> **Reading passage**:
--
Wednesday, March 14, 2012

Introduction to Healing: Healing in Community

Luke 13:11-13
And just then there appeared a woman with a spirit that had crippled her for eighteen years. She was bent over and was quite unable to stand up straight. When Jesus saw her, he called her over and said, “Woman, you are set free from your ailment.” When he laid his hands on her, immediately she stood up straight and began praising God.



I went in for an annual physical checkup. The nurse did the usual, first measuring my weight and my height. I saw that she wrote down, “5 feet, 7 inches.”

“I am not 5 feet, 7 inches,” I said.

She looked surprised and said that indeed I was. I resisted, telling her that I had never been taller than 5 feet, 6 inches, although sometimes I had been 5 feet, 51⁄2 inches. She began to be a bit irritated with the resistance I was displaying to her measurement. Finally, she stepped back and, holding her clipboard, shook her pen at me, saying with finality, “You may have been 5 feet, 51⁄2 inches at some point in your life, but you are 5 feet, 7 inches today!” She stalked off down the hall, then turned and came back. “I’ll tell you something else. Most people are taller than they think they are!”

Let me put the experience in context: For about a year, a spiritual friend had been responding to discouragements and anxieties in my life with the simple mantra, “Stand tall.” I had listened to her and without consciously doing so had begun to stand taller, literally taller.

Such is the interplay in health and wholeness. God beautifully intertwines all aspects of our lives and health. God created us for physical, mental, spiritual, and relational health. Health in any of these areas is life giving for us in a holistic way.

Jesus healed a woman who had been bent over for 18 years. We do not know the nature of the “spirit,” but we do know that she could not stand up straight.
--
> **Stored data**:
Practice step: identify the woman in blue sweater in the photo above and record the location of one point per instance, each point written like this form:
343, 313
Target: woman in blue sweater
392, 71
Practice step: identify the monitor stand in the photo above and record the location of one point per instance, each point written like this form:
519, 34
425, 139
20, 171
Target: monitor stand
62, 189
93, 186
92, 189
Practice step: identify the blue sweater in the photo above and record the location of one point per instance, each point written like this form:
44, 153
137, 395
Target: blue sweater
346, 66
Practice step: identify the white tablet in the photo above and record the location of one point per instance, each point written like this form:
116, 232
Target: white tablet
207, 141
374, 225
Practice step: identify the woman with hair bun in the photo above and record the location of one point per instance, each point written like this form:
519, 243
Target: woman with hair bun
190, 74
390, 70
--
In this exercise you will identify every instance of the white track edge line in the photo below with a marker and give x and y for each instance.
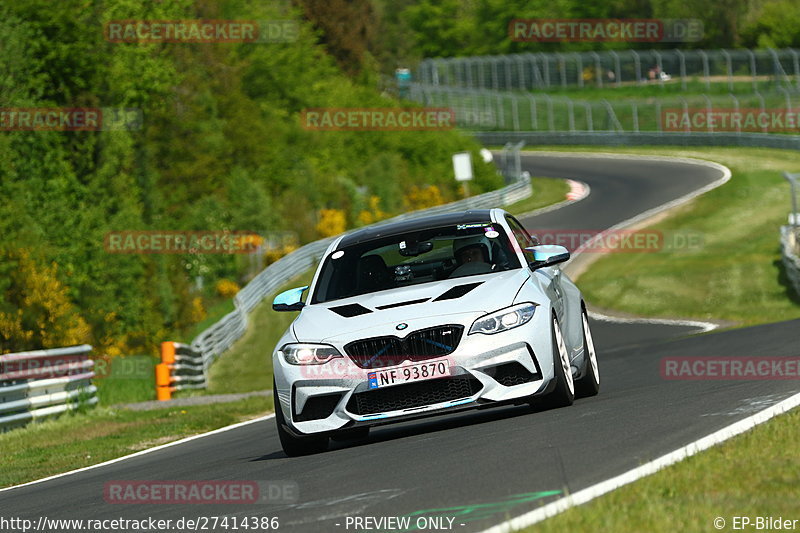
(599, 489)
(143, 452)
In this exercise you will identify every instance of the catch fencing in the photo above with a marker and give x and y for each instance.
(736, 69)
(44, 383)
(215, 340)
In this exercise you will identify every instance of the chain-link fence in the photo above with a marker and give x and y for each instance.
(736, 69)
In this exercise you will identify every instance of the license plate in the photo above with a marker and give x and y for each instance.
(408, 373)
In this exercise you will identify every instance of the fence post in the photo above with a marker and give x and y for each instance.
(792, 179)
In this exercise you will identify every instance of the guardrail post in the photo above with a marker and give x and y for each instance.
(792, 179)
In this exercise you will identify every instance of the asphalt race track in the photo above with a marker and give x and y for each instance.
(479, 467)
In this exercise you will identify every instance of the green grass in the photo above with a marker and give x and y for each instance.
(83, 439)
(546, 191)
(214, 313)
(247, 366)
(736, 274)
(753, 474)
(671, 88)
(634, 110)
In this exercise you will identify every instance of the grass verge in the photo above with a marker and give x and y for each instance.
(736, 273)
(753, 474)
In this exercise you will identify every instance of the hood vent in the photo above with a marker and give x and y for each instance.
--
> **List of tasks**:
1 – Extract a passage from the devotion: begin at the words "Wednesday, March 14, 2012" and stop after "began praising God.".
2 – Rewrite the devotion's paragraph that starts "She looked surprised and said" in shorter form, keeping its main facts.
The stored lines are not needed here.

> **Answers**:
1 –
Wednesday, March 14, 2012

Introduction to Healing: Healing in Community

Luke 13:11-13
And just then there appeared a woman with a spirit that had crippled her for eighteen years. She was bent over and was quite unable to stand up straight. When Jesus saw her, he called her over and said, “Woman, you are set free from your ailment.” When he laid his hands on her, immediately she stood up straight and began praising God.

2 – The surprised nurse insisted the measurement was right, but the writer objected, never having been taller than 5 feet, 6 inches, and sometimes 5 feet, 5½ inches. Growing irritated, she shook her pen and declared that the writer may once have been 5 feet, 5½ inches but was 5 feet, 7 inches today. She walked off, then came back to add that most people are taller than they think they are.